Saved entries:
········

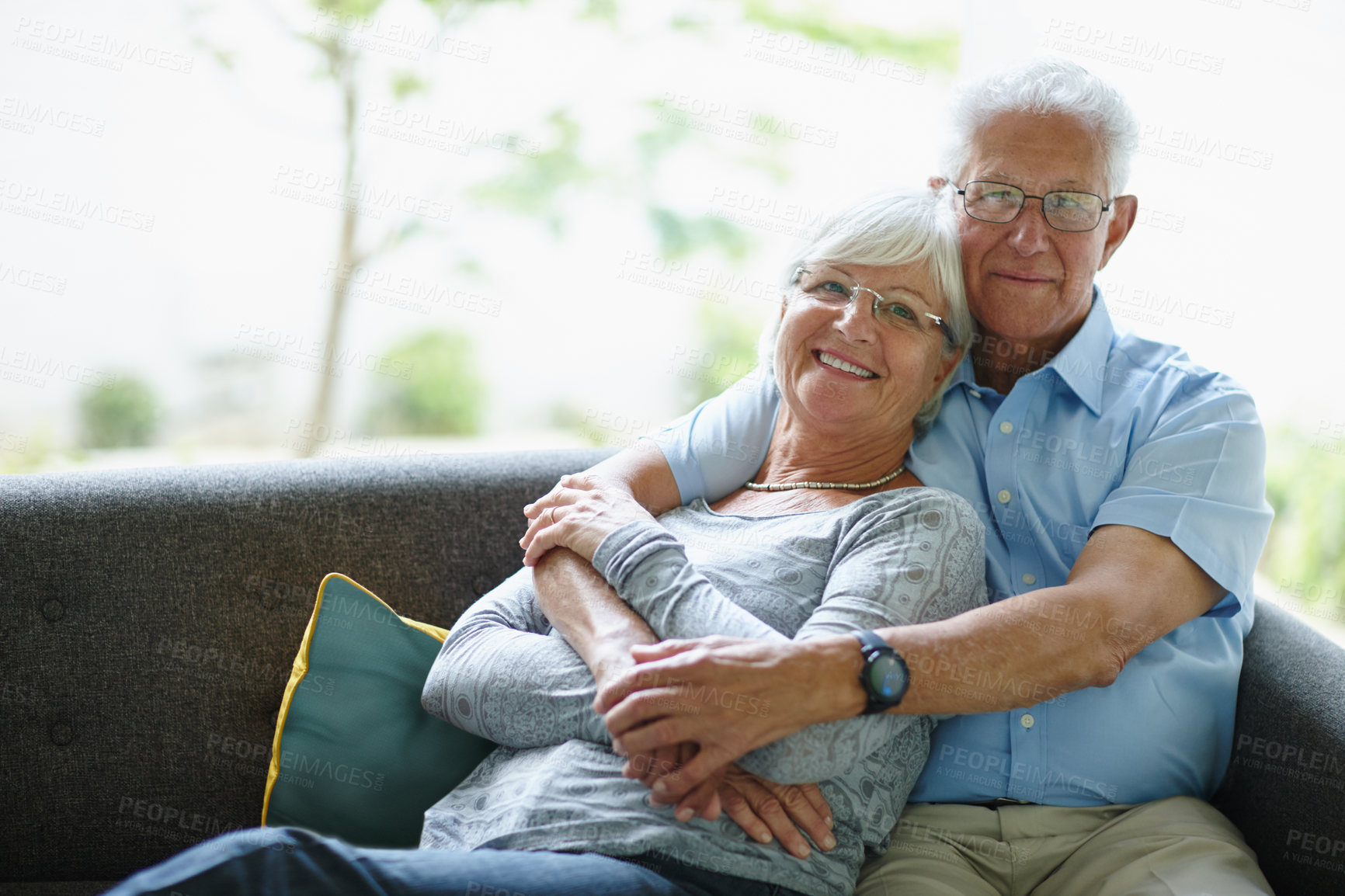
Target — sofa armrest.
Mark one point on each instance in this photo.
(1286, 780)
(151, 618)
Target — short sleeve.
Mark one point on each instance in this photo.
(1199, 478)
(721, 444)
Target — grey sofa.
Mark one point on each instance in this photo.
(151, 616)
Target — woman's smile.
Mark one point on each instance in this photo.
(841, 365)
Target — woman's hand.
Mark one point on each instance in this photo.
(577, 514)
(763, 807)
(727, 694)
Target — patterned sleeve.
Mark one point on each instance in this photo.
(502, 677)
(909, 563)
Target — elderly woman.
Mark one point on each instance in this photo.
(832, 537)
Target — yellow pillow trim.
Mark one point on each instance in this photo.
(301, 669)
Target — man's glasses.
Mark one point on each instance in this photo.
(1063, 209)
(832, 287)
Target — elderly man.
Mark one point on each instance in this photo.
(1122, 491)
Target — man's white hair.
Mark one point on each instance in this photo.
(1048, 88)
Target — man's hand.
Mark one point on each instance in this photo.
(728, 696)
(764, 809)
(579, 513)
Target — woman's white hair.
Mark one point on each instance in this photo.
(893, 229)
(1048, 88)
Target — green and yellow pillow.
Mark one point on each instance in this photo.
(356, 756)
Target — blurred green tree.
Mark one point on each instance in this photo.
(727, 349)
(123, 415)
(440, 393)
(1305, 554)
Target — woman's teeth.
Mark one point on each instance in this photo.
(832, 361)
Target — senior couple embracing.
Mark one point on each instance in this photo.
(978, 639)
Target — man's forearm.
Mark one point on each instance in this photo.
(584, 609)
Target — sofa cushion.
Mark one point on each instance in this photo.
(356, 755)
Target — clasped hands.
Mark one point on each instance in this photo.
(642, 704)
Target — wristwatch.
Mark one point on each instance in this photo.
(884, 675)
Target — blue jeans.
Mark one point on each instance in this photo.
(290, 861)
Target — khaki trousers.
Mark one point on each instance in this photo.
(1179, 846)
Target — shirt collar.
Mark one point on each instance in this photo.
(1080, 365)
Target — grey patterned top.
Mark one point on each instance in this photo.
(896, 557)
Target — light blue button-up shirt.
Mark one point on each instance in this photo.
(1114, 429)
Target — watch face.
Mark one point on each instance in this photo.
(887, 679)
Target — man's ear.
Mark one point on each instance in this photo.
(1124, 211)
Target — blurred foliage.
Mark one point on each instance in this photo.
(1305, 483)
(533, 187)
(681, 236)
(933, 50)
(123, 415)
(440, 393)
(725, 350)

········

> _About this task_:
Copy out all the records exactly as they read, and omit the pictures.

> _Answer_:
Target — sofa armrest.
Mark one point on each instance in this photo.
(1286, 780)
(151, 618)
Target — short sleeve.
Mark one point on each instance in this photo.
(1199, 478)
(721, 444)
Target — grey sofa.
Mark one point on each instance in this photo.
(151, 616)
Target — woman's smile.
Mark one point on each instance in this photo.
(841, 365)
Target — woman's hand.
Mark one point on each instance in this photo.
(577, 514)
(763, 807)
(727, 694)
Target — patterned sleeve.
Mark one point on each instance in this photo.
(502, 677)
(909, 563)
Target — elderly woman.
Mark one point on each instance in this photo.
(832, 537)
Target — yellow pillow trim.
Mark one point on each instance in this photo.
(301, 669)
Target — man's glasses.
Mark one point on each instance in this photo.
(1063, 209)
(832, 287)
Target — elderly man.
Mark one point on each instance in this photo.
(1122, 491)
Target — man's white hair.
Mark one point on each instance in this photo.
(1048, 88)
Target — man's hand.
Mark one point on each instance in this photo.
(728, 696)
(764, 809)
(579, 513)
Target — woman's white hair.
Mark one point on each instance in this photo.
(893, 229)
(1048, 88)
Target — green and yellow pillow.
Mark one point on each instance in this photo.
(356, 756)
Target — blurred green tree.
Mark one point on each instance in this photo.
(727, 349)
(123, 415)
(440, 393)
(1305, 554)
Target — woman's teeth.
Mark one point on each instance in this photo.
(832, 361)
Target — senior couple embracing.
Mark one point on each instance in this photo.
(978, 639)
Target — man's forearm.
Mark one point on each instance in this photo.
(584, 609)
Target — sofa cushion.
Mark one point on each instance in this photo.
(356, 755)
Target — clasped hands.
Mark one point on each instance in this photo.
(642, 704)
Target — wristwatch.
Mark one point on each instance in this photo.
(884, 675)
Target — blue jeans.
Mark one point on each instance in this photo.
(290, 861)
Target — khaki trousers.
Mark one point on each instance in this photo.
(1179, 846)
Target — shirt collar.
Mark one point on each instance in this photo.
(1080, 365)
Target — grey patterned top.
Mark one point on each instance in this photo.
(896, 557)
Target — light blue button-up shirt.
Mark one point on each instance in this photo.
(1114, 429)
Target — watch face.
Mark one point on each instance in this photo.
(887, 679)
Target — man's ear.
Mark one point on each instance in this photo.
(1124, 211)
Target — blurred foliage.
Mark one point on each instance in this photo.
(1305, 483)
(533, 187)
(681, 236)
(933, 50)
(123, 415)
(440, 393)
(725, 350)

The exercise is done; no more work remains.